• PROBLEM TO WORK ON:
Output all of the lines below exactly, and leave out each image.

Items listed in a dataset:
•••

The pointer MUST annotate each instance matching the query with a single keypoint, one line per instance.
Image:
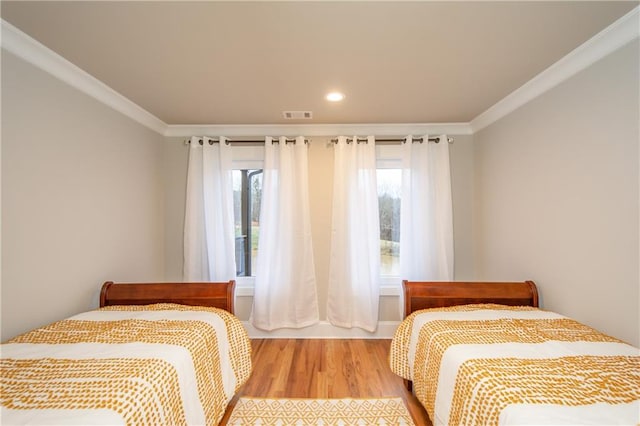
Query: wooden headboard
(435, 294)
(213, 294)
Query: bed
(153, 353)
(484, 353)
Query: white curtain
(285, 285)
(426, 218)
(354, 271)
(209, 248)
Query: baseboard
(324, 330)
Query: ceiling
(244, 62)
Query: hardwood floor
(325, 368)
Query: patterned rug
(320, 412)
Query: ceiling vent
(297, 115)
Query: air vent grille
(297, 115)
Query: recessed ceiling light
(335, 97)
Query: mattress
(494, 364)
(154, 364)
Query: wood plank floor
(325, 368)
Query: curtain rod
(257, 142)
(435, 139)
(245, 142)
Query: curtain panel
(285, 285)
(354, 272)
(209, 245)
(426, 213)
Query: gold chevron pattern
(320, 412)
(490, 385)
(142, 390)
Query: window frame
(252, 158)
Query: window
(389, 187)
(247, 195)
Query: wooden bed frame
(213, 294)
(435, 294)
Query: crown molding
(621, 32)
(255, 130)
(32, 51)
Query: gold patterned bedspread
(493, 364)
(162, 364)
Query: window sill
(389, 286)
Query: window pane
(247, 195)
(389, 186)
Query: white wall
(320, 189)
(81, 199)
(557, 196)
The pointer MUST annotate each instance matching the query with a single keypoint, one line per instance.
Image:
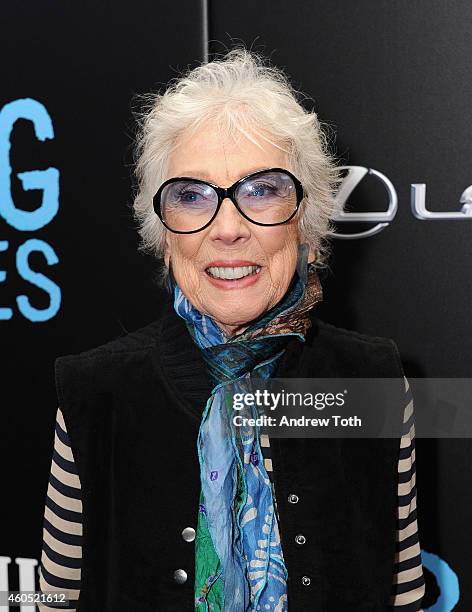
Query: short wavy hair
(241, 91)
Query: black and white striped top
(61, 556)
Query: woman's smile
(236, 274)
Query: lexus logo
(355, 174)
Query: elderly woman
(155, 502)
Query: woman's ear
(166, 250)
(311, 255)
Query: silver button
(188, 534)
(180, 576)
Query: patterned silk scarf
(239, 564)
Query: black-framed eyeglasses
(186, 205)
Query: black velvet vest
(132, 408)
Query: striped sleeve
(61, 556)
(408, 581)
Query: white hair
(237, 91)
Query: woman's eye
(189, 196)
(261, 190)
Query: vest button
(188, 534)
(180, 576)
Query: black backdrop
(391, 79)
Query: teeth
(233, 273)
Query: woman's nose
(229, 225)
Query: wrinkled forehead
(216, 156)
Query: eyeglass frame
(227, 192)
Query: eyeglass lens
(267, 198)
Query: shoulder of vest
(343, 334)
(349, 346)
(93, 370)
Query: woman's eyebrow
(202, 174)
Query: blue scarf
(239, 564)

•••

• WORKED SOLUTION:
The pointer MUST annotate each instance matching the query with a single keypoint, one line per instance.
Image:
Query: wooden headboard
(435, 294)
(213, 294)
Query: bed
(153, 353)
(484, 353)
Query: white curtain
(285, 285)
(426, 218)
(354, 271)
(209, 248)
Query: baseboard
(324, 330)
Query: ceiling
(244, 62)
Query: hardwood floor
(325, 368)
Query: patterned rug
(320, 412)
Query: ceiling vent
(297, 115)
Query: air vent grille
(297, 115)
Query: recessed ceiling light
(335, 97)
Query: mattress
(494, 364)
(154, 364)
Query: wood plank floor
(325, 368)
Query: curtain rod
(257, 142)
(435, 139)
(245, 142)
Query: curtain panel
(285, 285)
(354, 272)
(209, 245)
(426, 213)
Query: gold chevron pattern
(320, 412)
(490, 385)
(142, 390)
Query: window frame
(252, 158)
Query: window
(389, 187)
(247, 195)
Query: wooden bed frame
(213, 294)
(435, 294)
Query: crown molding
(621, 32)
(255, 130)
(32, 51)
Query: gold patterned bedspread
(493, 364)
(162, 364)
Query: window sill
(389, 286)
Query: window pane
(247, 195)
(389, 186)
Query: white wall
(320, 189)
(81, 199)
(557, 196)
The pointer MUST annotate each instance matching the query with a single keypoint, one line per instance.
Image:
Query: short wavy hair
(241, 91)
Query: black and white striped top
(61, 556)
Query: woman's smile
(236, 274)
Query: lexus logo
(355, 174)
Query: elderly woman
(155, 502)
Query: woman's ear
(166, 250)
(311, 255)
Query: silver button
(188, 534)
(180, 576)
Query: patterned silk scarf
(239, 564)
Query: black-framed eyeglasses
(186, 205)
Query: black velvet vest
(132, 408)
Query: striped sleeve
(61, 556)
(408, 581)
Query: white hair
(237, 91)
Query: woman's eye
(189, 196)
(261, 190)
Query: vest button
(188, 534)
(180, 576)
Query: black backdrop
(391, 79)
Query: teeth
(233, 273)
Query: woman's nose
(229, 225)
Query: wrinkled forehead
(216, 156)
Query: eyeglass frame
(227, 192)
Query: eyeglass lens
(267, 198)
Query: shoulder of vest
(343, 334)
(349, 346)
(93, 370)
Query: woman's eyebrow
(202, 174)
Query: blue scarf
(239, 564)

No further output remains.